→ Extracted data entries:

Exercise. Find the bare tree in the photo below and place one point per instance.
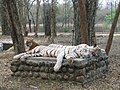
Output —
(46, 17)
(109, 42)
(37, 17)
(12, 17)
(83, 22)
(91, 7)
(4, 24)
(53, 20)
(76, 39)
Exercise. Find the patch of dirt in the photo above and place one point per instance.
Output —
(110, 81)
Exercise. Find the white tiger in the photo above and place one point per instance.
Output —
(60, 52)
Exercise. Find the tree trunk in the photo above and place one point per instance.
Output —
(4, 24)
(46, 19)
(83, 22)
(109, 42)
(91, 7)
(53, 20)
(37, 17)
(14, 25)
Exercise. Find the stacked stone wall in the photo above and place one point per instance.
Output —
(82, 70)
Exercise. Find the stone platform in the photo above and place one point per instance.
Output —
(82, 70)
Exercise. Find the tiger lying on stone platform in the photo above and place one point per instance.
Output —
(60, 52)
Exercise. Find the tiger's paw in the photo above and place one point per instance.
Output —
(24, 57)
(70, 60)
(16, 57)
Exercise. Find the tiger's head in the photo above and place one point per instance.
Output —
(30, 44)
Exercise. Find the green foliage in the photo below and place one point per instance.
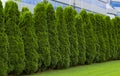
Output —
(42, 35)
(3, 45)
(63, 40)
(25, 9)
(108, 37)
(69, 17)
(81, 39)
(101, 53)
(89, 37)
(16, 55)
(116, 52)
(30, 42)
(53, 35)
(96, 43)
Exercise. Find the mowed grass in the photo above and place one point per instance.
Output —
(111, 68)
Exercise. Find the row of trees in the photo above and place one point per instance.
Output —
(50, 39)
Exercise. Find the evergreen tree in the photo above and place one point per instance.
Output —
(93, 21)
(25, 9)
(16, 55)
(108, 37)
(70, 23)
(30, 42)
(63, 40)
(53, 35)
(116, 25)
(3, 45)
(42, 35)
(89, 37)
(81, 39)
(101, 53)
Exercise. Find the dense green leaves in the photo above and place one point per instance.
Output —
(30, 42)
(3, 45)
(64, 48)
(54, 39)
(89, 37)
(81, 39)
(42, 35)
(72, 33)
(53, 35)
(16, 55)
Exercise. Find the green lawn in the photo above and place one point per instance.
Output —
(111, 68)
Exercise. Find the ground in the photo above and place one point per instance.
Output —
(111, 68)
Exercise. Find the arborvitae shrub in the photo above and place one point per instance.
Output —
(116, 23)
(63, 40)
(42, 35)
(93, 21)
(16, 55)
(81, 39)
(30, 42)
(89, 38)
(53, 35)
(69, 17)
(101, 54)
(107, 36)
(25, 9)
(3, 45)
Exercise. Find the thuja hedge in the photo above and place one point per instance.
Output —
(41, 30)
(3, 45)
(30, 43)
(16, 54)
(54, 39)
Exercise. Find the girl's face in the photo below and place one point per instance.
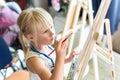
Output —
(46, 37)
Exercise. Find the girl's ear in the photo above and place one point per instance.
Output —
(30, 37)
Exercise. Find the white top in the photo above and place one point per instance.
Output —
(48, 62)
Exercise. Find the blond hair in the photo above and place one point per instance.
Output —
(30, 21)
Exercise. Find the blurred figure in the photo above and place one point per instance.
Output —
(9, 12)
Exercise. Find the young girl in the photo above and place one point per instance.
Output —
(36, 35)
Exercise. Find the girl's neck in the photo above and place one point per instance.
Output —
(44, 49)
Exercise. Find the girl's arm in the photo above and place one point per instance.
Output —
(37, 65)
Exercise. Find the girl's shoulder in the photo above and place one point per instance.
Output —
(30, 54)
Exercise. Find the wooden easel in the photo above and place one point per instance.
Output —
(72, 20)
(85, 54)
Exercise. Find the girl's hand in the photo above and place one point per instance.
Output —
(72, 54)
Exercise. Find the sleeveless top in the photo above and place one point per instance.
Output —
(49, 60)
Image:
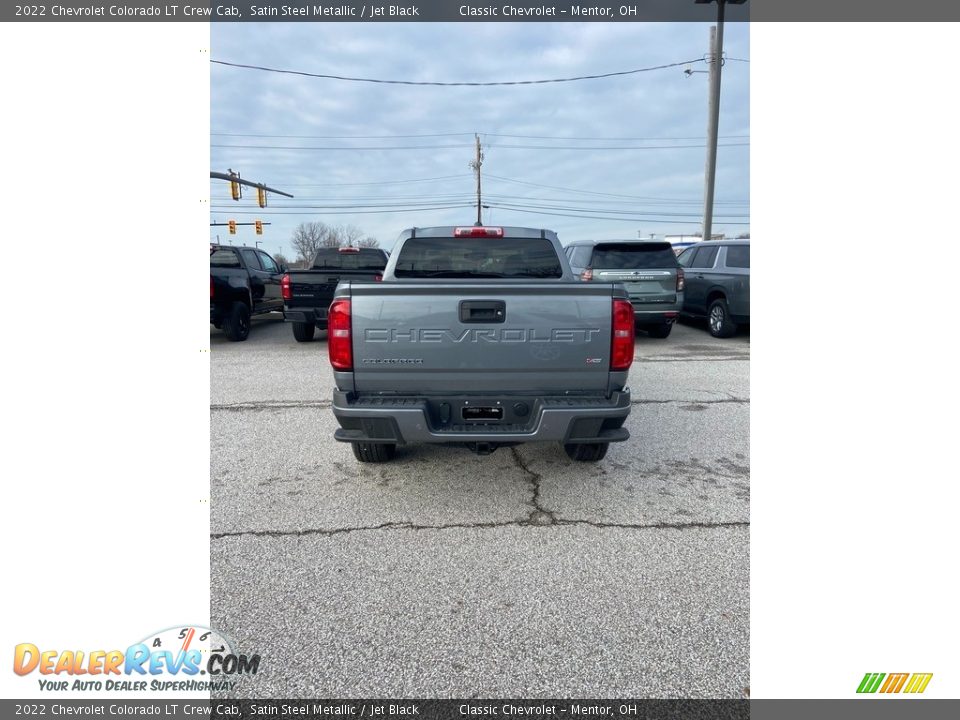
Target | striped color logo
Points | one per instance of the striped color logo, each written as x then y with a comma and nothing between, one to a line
894,683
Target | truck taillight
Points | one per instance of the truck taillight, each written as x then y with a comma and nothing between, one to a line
339,343
478,232
621,346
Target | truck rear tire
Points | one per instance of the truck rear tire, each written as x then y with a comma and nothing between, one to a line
586,452
237,325
303,332
373,452
718,319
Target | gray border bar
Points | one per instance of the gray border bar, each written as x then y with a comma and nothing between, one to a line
482,11
874,708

→ THE PROBLEM: Whenever a line in the data above contains the word "platform", include it in the tally, and report only the final number.

→ PROBLEM SOLUTION: 2